### Page text:
[Start]

THE COVENANT MANDATE AND THE LIFE OF JESUS

The apostle Paul described Jesus as the Second Adam, an epithet associated with His salvific and redemptive work and with His role as the first Man of a regenerate community. For as in Adam all die, so in Christ all will be made alive (1 Cor. 15:22; cf. 15:45; Rom. 5:12-17). Although this redemptive aspect of Jesus as the Second Adam cannot be emphasized too much, it may be instructive also to view the life of Jesus as the life of the Second Adam, and to note that Jesus came not only to die but also to live. And the life He lived demonstrated by its power and perfection all that God created Adam and all men to be. In other words, Jesus fulfilled in His life the potentialities of unfallen Adam just as by His death He restored all mankind to those potentialities.

[End]

### Directive A:
In the covenant mandate passage, what did Jesus fulfill in His life?
### Directive B:
Carry on the covenant mandate passage from its last sentence.
The listing that comes next has no connection to the covenant mandate passage.

### Data:
[Start]

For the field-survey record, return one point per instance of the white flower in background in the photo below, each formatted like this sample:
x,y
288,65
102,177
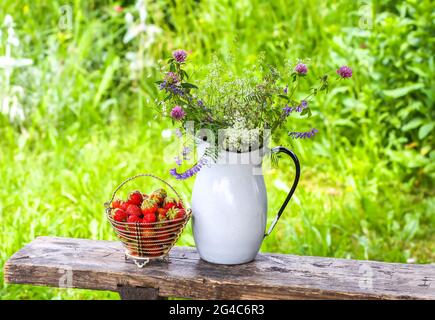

[End]

### Written answer A:
The potentialities of unfallen Adam.

### Written answer B:
A few examples from the gospels must suffice. On one occasion Jesus and His disciples were crossing the Sea of Galilee when a furious storm overtook the boat and threatened to swamp it. Jesus, awakened by the disciples, rebuked the winds and waves, and so startling were the results that His friends asked, What kind of man is this? Even the winds and the waves obey him! (Matt. 8:23-27). Although one could easily argue that Jesus worked this miracle because of His deity, that does not seem to be the conclusion of those who witnessed the event. Of particular interest in the account (see also Mark 4:36-41; Luke 8:22-25) is the disciples’ sense of Jesus’ sovereignty over creation. Jesus spoke to the elements as their lord and they obeyed Him. Is this not akin to the dominion to which Adam was appointed?

A similar incident may suggest even closer affinities to the domination over creation enjoined by the Adamic Covenant. Matthew 14:22-23 (cf. Mark 6:45-51; John 6:16-21) relates the story of the disciples who again were in the grip of the angry sea when suddenly they saw Jesus walking on the water. Emboldened by this, Peter asked Jesus to allow him to walk on the waves as well. Successful at first, Peter lost his confidence and began to sink and only the strong arm of the Lord preserved him.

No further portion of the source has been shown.